> Directions for this task
From the passage about Mr. Stephenson and the tubes, extract the part starting at "It was thoroughly" and ending at "able assistant, Mr.", copied word for word.

> Document passage
Mr. Stephenson's time was so much engrossed with his extensive
engineering business that he was in a great measure precluded from
devoting himself to the consideration of the practical details. The
results of the experiments were communicated to him from time to time,
and were regarded by him as exceedingly satisfactory. It would appear,
however, that while Mr. Fairbairn urged the rigidity and strength of the
tubes without the aid of chains, Mr. Stephenson had not quite made up his
mind upon the point. Mr. Hodgkinson, also, was strongly inclined to
retain them. Mr. Fairbairn held that it was quite practicable to make
the tubes "sufficiently strong to sustain not only their own weight, but,
in addition to that load, 2000 tons equally distributed over the surface
of the platform,--a load ten times greater than they will ever be called
upon to support."
It was thoroughly characteristic of Mr. Stephenson, and of the caution
with which he proceeded in every step of this great undertaking--probing
every inch of the ground before he set down his foot upon it--that he
should, early in 1856, (_sic_) have appointed his able assistant, Mr.

> Provided material
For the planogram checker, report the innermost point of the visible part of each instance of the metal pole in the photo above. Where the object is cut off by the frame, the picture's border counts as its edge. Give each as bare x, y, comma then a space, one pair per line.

> Finished exercise
It was thoroughly characteristic of Mr. Stephenson, and of the caution
with which he proceeded in every step of this great undertaking--probing
every inch of the ground before he set down his foot upon it--that he
should, early in 1856, (_sic_) have appointed his able assistant, Mr.